:: What to work on ::
Repeat the stretch of entries below from the line with "Could you spot the fallen" through the line with "Could you spot the gray". Include both ends and add nothing.

Excerpts from a dataset:
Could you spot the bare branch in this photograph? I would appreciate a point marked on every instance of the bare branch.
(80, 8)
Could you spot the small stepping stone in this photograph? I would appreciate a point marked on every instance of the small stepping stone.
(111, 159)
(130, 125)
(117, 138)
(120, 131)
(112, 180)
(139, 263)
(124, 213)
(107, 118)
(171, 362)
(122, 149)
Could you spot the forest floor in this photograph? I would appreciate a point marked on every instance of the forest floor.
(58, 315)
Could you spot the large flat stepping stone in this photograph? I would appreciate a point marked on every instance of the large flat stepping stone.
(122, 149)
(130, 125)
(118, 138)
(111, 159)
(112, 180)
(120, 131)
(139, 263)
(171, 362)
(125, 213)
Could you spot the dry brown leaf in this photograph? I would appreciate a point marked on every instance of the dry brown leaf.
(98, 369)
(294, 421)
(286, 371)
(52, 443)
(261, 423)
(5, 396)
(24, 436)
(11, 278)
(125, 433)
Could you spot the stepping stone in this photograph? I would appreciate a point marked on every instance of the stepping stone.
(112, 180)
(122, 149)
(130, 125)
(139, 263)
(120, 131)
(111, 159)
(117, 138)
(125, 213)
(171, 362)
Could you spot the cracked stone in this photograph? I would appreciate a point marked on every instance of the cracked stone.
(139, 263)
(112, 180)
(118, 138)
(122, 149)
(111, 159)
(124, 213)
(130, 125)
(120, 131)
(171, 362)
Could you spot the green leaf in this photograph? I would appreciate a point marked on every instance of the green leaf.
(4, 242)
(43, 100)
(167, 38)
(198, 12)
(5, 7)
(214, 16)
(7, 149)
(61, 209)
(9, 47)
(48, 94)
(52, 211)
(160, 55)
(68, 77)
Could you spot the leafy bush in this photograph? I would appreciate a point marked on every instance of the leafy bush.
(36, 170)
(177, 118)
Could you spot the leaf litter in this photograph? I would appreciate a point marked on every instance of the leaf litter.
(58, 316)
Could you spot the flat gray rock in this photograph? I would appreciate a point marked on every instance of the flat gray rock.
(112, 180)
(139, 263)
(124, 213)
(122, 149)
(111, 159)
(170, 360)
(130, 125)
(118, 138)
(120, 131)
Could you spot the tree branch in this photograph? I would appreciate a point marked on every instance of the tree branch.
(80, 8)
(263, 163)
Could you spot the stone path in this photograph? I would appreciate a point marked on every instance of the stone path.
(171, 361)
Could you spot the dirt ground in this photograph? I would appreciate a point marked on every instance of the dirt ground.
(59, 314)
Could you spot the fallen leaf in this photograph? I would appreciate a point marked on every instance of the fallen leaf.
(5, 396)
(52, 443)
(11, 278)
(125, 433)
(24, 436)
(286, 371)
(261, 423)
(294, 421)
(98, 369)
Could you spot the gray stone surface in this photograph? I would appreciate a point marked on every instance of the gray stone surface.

---

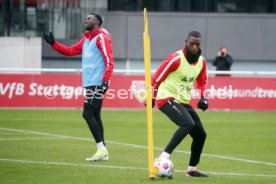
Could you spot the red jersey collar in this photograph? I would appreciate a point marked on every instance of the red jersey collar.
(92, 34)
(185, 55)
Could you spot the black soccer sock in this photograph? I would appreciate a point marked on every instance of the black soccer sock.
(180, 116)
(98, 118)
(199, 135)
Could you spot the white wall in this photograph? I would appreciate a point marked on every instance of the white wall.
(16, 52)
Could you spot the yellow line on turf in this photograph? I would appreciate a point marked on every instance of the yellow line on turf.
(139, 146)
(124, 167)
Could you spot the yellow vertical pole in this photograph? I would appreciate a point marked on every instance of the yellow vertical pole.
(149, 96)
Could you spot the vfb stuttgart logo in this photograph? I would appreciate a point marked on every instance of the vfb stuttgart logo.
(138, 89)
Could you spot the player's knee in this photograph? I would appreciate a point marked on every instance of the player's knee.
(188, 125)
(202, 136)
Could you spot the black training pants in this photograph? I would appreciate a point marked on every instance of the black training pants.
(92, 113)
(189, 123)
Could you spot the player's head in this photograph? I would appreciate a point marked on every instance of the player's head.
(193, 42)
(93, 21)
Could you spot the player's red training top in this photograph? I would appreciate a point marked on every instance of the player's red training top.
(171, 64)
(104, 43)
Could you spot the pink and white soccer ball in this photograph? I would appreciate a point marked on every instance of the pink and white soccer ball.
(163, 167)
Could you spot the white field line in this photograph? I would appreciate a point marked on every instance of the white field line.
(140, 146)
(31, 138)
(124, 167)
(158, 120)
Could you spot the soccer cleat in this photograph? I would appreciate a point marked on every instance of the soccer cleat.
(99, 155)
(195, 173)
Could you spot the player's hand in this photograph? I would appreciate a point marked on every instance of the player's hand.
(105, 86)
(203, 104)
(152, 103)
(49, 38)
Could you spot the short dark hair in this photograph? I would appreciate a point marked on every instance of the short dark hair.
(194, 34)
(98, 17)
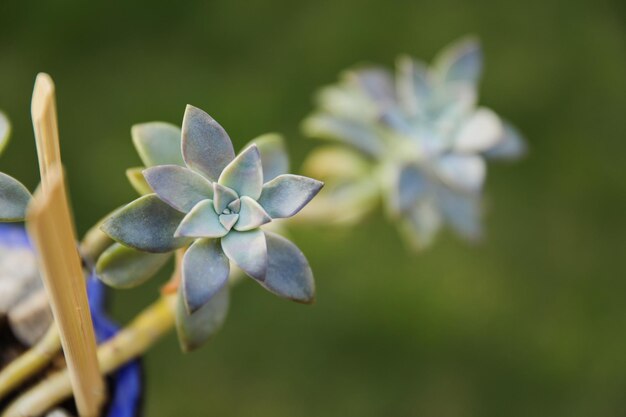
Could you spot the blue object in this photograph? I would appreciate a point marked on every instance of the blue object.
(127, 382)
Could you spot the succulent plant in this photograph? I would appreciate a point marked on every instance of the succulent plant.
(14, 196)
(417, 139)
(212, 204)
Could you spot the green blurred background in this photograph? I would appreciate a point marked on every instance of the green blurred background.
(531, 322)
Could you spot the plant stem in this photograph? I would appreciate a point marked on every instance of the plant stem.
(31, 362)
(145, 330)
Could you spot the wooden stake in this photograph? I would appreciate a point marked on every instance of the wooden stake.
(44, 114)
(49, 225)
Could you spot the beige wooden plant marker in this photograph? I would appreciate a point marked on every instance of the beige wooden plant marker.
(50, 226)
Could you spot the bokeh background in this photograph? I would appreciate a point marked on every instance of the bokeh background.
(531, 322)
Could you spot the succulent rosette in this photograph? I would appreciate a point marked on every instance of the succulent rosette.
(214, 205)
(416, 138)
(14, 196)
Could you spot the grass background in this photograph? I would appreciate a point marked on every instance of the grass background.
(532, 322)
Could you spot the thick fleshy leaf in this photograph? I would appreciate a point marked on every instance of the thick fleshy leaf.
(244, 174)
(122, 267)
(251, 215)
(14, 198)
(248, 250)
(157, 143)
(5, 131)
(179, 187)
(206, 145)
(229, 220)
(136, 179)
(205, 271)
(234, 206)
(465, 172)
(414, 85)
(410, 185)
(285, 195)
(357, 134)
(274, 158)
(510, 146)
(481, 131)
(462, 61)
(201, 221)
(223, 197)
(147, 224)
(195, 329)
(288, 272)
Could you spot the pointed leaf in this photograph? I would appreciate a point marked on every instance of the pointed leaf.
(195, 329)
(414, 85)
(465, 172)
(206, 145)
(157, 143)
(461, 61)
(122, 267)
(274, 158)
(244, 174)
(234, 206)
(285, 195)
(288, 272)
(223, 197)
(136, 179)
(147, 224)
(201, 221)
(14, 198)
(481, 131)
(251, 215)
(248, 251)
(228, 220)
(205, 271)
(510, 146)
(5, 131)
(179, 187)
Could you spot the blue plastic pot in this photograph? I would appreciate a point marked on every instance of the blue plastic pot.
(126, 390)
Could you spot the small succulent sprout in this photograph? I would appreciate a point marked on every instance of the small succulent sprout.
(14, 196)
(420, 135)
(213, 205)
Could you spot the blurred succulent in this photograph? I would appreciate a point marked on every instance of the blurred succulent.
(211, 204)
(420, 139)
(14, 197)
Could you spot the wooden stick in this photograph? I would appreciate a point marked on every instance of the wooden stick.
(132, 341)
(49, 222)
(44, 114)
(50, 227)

==

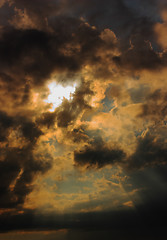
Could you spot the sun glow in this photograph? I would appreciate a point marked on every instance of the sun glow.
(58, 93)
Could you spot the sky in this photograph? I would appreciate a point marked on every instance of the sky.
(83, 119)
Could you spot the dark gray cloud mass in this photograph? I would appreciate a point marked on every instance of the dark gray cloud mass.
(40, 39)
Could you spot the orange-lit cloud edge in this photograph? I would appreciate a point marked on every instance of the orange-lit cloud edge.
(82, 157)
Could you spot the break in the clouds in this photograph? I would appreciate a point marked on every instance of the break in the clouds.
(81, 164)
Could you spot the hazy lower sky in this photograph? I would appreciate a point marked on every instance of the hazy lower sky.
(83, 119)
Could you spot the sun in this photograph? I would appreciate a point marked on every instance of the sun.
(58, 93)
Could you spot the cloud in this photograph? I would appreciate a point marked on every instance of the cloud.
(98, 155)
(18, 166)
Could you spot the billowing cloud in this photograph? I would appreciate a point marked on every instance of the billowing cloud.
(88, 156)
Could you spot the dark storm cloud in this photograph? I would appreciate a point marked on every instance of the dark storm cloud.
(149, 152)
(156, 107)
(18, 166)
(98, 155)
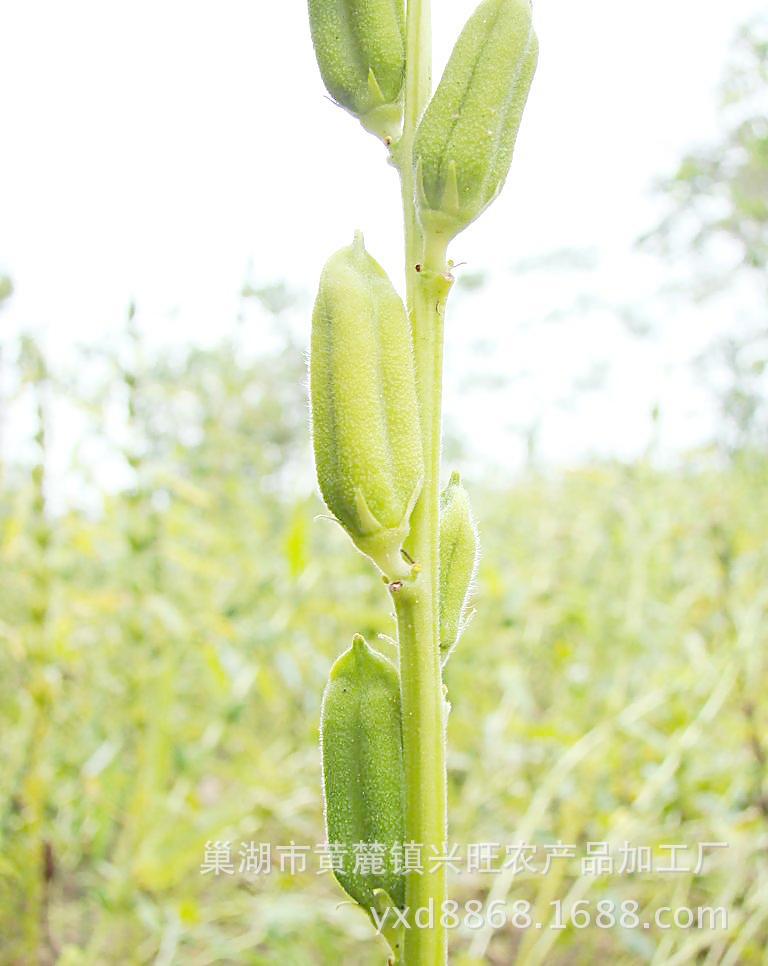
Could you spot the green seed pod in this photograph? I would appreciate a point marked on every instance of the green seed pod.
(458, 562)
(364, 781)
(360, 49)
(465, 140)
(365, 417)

:: Result of this task ::
Could you spot the fallen leaf in this photograph? I would appreciate a point marked on every instance of the fallen leaf.
(5, 396)
(52, 443)
(11, 278)
(125, 433)
(24, 436)
(286, 371)
(261, 423)
(294, 421)
(98, 369)
Could you spot the gray stone surface in this photograph? I would appreciate a point marked on every instance of the gray stone surface.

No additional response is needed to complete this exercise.